━━━ PROVIDED DATA
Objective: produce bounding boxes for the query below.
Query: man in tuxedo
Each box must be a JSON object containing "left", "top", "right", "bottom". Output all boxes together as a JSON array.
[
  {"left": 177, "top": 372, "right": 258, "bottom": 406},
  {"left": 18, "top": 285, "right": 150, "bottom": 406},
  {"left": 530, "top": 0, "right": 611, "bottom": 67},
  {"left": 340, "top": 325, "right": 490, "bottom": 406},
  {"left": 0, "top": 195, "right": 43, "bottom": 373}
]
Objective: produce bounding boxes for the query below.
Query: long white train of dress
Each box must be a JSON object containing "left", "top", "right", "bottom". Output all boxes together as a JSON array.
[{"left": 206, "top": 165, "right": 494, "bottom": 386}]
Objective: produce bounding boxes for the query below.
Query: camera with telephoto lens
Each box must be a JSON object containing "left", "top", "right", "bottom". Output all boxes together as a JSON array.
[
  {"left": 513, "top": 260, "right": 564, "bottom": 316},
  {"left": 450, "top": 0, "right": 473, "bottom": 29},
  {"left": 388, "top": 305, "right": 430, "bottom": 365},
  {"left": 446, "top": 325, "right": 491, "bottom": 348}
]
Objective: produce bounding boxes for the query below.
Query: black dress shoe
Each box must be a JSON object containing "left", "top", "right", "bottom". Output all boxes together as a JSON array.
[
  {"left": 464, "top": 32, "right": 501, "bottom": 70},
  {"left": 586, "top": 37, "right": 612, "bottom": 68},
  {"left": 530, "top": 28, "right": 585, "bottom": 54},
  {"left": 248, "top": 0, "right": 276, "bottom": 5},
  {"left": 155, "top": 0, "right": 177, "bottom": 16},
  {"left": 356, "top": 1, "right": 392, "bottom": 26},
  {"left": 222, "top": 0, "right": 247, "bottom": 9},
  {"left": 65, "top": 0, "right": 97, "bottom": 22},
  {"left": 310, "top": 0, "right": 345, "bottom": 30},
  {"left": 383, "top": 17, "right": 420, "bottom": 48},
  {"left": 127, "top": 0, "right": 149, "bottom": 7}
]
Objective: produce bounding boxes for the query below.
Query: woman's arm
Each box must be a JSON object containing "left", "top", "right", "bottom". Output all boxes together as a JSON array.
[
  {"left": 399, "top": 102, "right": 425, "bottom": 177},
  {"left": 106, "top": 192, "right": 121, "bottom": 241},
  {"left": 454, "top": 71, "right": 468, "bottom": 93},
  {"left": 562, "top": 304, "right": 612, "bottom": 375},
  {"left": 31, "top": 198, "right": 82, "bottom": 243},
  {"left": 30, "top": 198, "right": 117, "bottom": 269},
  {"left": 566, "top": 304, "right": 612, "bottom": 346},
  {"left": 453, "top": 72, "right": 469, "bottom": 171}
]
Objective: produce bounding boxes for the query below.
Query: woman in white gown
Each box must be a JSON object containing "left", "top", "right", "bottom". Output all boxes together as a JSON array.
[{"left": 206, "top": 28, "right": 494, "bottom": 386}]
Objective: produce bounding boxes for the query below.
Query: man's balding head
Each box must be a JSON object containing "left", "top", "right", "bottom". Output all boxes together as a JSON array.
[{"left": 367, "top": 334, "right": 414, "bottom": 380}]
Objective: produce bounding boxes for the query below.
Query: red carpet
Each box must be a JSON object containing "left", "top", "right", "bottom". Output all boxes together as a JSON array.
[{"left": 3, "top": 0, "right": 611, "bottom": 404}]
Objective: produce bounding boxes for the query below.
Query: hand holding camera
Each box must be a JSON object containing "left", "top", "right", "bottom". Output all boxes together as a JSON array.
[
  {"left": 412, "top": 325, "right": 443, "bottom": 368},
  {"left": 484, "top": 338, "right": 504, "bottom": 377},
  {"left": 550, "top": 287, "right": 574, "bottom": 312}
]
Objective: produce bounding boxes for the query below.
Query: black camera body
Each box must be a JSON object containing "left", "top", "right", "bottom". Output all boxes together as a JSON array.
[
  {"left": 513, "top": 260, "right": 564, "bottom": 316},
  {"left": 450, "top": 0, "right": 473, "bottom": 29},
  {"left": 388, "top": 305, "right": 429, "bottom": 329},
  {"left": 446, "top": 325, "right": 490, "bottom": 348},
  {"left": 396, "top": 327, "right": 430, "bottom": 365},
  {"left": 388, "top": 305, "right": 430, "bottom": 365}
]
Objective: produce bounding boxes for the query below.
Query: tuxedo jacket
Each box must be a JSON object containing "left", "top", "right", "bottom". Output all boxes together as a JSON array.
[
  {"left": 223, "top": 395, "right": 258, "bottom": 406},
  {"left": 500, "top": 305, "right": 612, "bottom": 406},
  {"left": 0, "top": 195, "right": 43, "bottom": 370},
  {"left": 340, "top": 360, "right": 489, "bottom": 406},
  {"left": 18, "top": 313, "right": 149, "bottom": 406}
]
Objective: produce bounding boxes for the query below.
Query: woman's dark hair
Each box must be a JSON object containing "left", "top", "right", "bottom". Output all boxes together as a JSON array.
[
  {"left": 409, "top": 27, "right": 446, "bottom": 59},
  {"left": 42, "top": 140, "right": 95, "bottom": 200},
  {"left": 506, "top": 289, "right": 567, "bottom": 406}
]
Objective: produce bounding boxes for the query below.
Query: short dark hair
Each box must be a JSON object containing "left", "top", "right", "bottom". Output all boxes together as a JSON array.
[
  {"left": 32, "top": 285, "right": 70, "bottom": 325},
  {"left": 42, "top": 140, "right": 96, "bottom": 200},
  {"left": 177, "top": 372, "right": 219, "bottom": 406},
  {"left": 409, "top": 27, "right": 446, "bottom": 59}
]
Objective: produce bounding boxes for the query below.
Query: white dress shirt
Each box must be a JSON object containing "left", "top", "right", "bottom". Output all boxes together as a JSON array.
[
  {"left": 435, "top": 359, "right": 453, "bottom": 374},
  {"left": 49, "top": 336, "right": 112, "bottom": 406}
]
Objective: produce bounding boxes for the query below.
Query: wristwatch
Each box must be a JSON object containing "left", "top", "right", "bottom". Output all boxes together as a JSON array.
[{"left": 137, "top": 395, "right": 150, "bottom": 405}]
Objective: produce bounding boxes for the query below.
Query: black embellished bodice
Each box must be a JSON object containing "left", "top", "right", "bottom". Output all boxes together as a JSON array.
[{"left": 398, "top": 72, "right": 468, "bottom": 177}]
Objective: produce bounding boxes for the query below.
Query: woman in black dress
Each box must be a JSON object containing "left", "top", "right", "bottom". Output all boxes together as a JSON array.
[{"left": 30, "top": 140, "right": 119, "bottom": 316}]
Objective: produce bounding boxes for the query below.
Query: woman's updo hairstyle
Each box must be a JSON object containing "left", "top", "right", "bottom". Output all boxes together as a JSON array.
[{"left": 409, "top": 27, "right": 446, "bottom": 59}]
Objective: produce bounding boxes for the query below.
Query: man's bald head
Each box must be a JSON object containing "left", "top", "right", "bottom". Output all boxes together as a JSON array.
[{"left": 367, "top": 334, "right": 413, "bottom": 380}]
━━━━━━
» **WHAT YOU ARE ASKED TO DO**
Every record above must appear again in the answer, unchanged.

» **ANSWER FOR THE TASK**
Objective: produce bounding boxes for the query below.
Query: man in tuxedo
Each box must be a JSON object containing "left", "top", "right", "bottom". Output all boxes together as a JSON array.
[
  {"left": 177, "top": 372, "right": 258, "bottom": 406},
  {"left": 18, "top": 285, "right": 150, "bottom": 406},
  {"left": 530, "top": 0, "right": 611, "bottom": 67},
  {"left": 340, "top": 325, "right": 490, "bottom": 406},
  {"left": 0, "top": 195, "right": 43, "bottom": 373}
]
Objective: produce bounding boxes for the query below.
Query: long white train of dress
Each box must be a JSON object containing "left", "top", "right", "bottom". Output all boxes together as a JSON array.
[{"left": 206, "top": 165, "right": 494, "bottom": 386}]
Objective: produce bounding boxes for the query below.
Query: camera with telephoto lens
Each box must be a JSON object containing "left", "top", "right", "bottom". Output all boxes together as a JSON array.
[
  {"left": 513, "top": 260, "right": 564, "bottom": 316},
  {"left": 450, "top": 0, "right": 473, "bottom": 29},
  {"left": 388, "top": 305, "right": 430, "bottom": 365},
  {"left": 446, "top": 325, "right": 491, "bottom": 348}
]
Objective: produce bounding boxes for the query below.
Query: black dress shoe
Each box must be a JSON object containing "left", "top", "right", "bottom". Output all boxes together as a JSON array.
[
  {"left": 464, "top": 32, "right": 501, "bottom": 70},
  {"left": 586, "top": 37, "right": 612, "bottom": 68},
  {"left": 530, "top": 28, "right": 585, "bottom": 54},
  {"left": 248, "top": 0, "right": 276, "bottom": 5},
  {"left": 155, "top": 0, "right": 177, "bottom": 16},
  {"left": 356, "top": 1, "right": 392, "bottom": 26},
  {"left": 222, "top": 0, "right": 247, "bottom": 9},
  {"left": 65, "top": 0, "right": 97, "bottom": 22},
  {"left": 310, "top": 0, "right": 345, "bottom": 30},
  {"left": 383, "top": 17, "right": 420, "bottom": 48},
  {"left": 127, "top": 0, "right": 149, "bottom": 7}
]
Objective: produce bounding boxes for the query below.
Query: woman's arm
Each box must be a JSON object containing "left", "top", "right", "bottom". Output all boxes together as a JSON array.
[
  {"left": 399, "top": 102, "right": 425, "bottom": 177},
  {"left": 106, "top": 192, "right": 121, "bottom": 241},
  {"left": 454, "top": 71, "right": 468, "bottom": 93},
  {"left": 562, "top": 304, "right": 612, "bottom": 375},
  {"left": 31, "top": 198, "right": 82, "bottom": 243},
  {"left": 30, "top": 198, "right": 117, "bottom": 269},
  {"left": 566, "top": 304, "right": 612, "bottom": 346},
  {"left": 453, "top": 72, "right": 469, "bottom": 171}
]
Objective: produce bounding boxes for the query below.
Query: woman in white gown
Each box must be a JSON object containing "left", "top", "right", "bottom". Output all boxes together as a JSON array.
[{"left": 206, "top": 28, "right": 494, "bottom": 386}]
Objective: produce bounding boxes for the query below.
Query: man's balding head
Each box must be a JSON object containing "left", "top", "right", "bottom". Output all boxes together as a JSON array.
[{"left": 367, "top": 334, "right": 414, "bottom": 380}]
Objective: produce bounding boxes for the query below.
Query: red carpet
Each box must be a JSON object containing "left", "top", "right", "bottom". Output all boxes together as a JSON array.
[{"left": 3, "top": 0, "right": 611, "bottom": 404}]
Objective: produce bounding boxes for the query below.
Query: hand holding camera
Each box must be a JSON object containing "left", "top", "right", "bottom". Output all boxes together as a JSON array.
[
  {"left": 412, "top": 325, "right": 443, "bottom": 368},
  {"left": 484, "top": 338, "right": 504, "bottom": 377},
  {"left": 550, "top": 287, "right": 574, "bottom": 312}
]
Objective: produce bounding boxes for the query below.
Query: black camera body
Each box must be a JSON object containing "left", "top", "right", "bottom". Output all boxes together as a JSON array.
[
  {"left": 513, "top": 260, "right": 564, "bottom": 316},
  {"left": 450, "top": 0, "right": 473, "bottom": 29},
  {"left": 388, "top": 305, "right": 429, "bottom": 329},
  {"left": 446, "top": 325, "right": 490, "bottom": 348},
  {"left": 396, "top": 327, "right": 430, "bottom": 365},
  {"left": 388, "top": 305, "right": 430, "bottom": 365}
]
Objective: produce bounding boxes for the query below.
Query: tuxedo jacket
Each box must be a JSON object containing "left", "top", "right", "bottom". Output all boxes together as a JSON array.
[
  {"left": 223, "top": 395, "right": 258, "bottom": 406},
  {"left": 500, "top": 305, "right": 612, "bottom": 406},
  {"left": 0, "top": 195, "right": 43, "bottom": 370},
  {"left": 340, "top": 360, "right": 489, "bottom": 406},
  {"left": 18, "top": 313, "right": 149, "bottom": 406}
]
Objective: produce bounding boxes for the query below.
Query: woman's dark hair
Each box must be a JSON object containing "left", "top", "right", "bottom". Output all boxes together as a JSON array.
[
  {"left": 409, "top": 27, "right": 446, "bottom": 59},
  {"left": 42, "top": 140, "right": 95, "bottom": 200},
  {"left": 506, "top": 289, "right": 567, "bottom": 406}
]
Objective: produce bounding boxes for the query below.
Query: short dark hair
Each box must be a JSON object containing "left", "top", "right", "bottom". Output all boxes together as a JSON array.
[
  {"left": 32, "top": 285, "right": 70, "bottom": 325},
  {"left": 42, "top": 140, "right": 96, "bottom": 200},
  {"left": 177, "top": 372, "right": 219, "bottom": 406},
  {"left": 409, "top": 27, "right": 446, "bottom": 59}
]
Objective: produce bounding boxes for the query below.
Query: white dress shirt
Each box must be a JSON object containing "left", "top", "right", "bottom". Output all boxes together as a JSON array.
[
  {"left": 435, "top": 359, "right": 453, "bottom": 374},
  {"left": 49, "top": 336, "right": 112, "bottom": 406}
]
Objective: produce bounding boxes for the query below.
Query: wristwatch
Each box must be a JSON object containing "left", "top", "right", "bottom". Output all boxes together as a JSON array.
[{"left": 137, "top": 395, "right": 150, "bottom": 405}]
Objective: produce bounding boxes for the query below.
Query: black embellished bodice
Each box must be a JSON object containing "left", "top", "right", "bottom". Output all boxes together as a JSON array.
[{"left": 398, "top": 72, "right": 468, "bottom": 177}]
Objective: produce bounding boxes for the query below.
Query: woman in black dress
Each box must be a JSON object containing "left", "top", "right", "bottom". Output all boxes together as a JSON array.
[{"left": 30, "top": 140, "right": 119, "bottom": 316}]
Objective: produce bounding boxes for the query below.
Query: woman's updo hairstyle
Each box must be a JSON object containing "left", "top", "right", "bottom". Output all boxes together as a JSON array.
[{"left": 409, "top": 27, "right": 446, "bottom": 59}]
Objective: produce bounding boxes for the query below.
Query: man's bald head
Each box must be a JSON object containing "left", "top", "right", "bottom". Output all boxes together as a JSON array.
[{"left": 367, "top": 334, "right": 413, "bottom": 380}]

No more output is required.